RECORD EXCERPTS.

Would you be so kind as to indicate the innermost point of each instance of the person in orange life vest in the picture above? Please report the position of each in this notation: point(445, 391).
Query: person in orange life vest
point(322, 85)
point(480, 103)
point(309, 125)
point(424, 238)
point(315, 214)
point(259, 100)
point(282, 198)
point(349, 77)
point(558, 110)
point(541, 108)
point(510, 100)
* * *
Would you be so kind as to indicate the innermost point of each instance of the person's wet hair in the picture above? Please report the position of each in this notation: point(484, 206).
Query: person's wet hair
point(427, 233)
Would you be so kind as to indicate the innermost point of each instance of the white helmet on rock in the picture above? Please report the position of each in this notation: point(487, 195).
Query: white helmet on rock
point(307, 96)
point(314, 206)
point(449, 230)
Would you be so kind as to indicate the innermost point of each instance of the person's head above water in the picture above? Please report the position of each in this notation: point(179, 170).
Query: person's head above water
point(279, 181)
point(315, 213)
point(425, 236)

YOUR TASK.
Turn the part of the records that opens with the line containing "notation: point(179, 170)." and closes with the line containing "point(425, 236)" into a numbered list, leaving out any blank lines.

REPLY TO THE EXERCISE.
1. Would you be so kind as to indicate the innermost point of each instance of the person's head above water in the picture above? Please report the position of each in this notation: point(179, 170).
2. Query: person's head above water
3. point(279, 181)
4. point(315, 213)
5. point(425, 236)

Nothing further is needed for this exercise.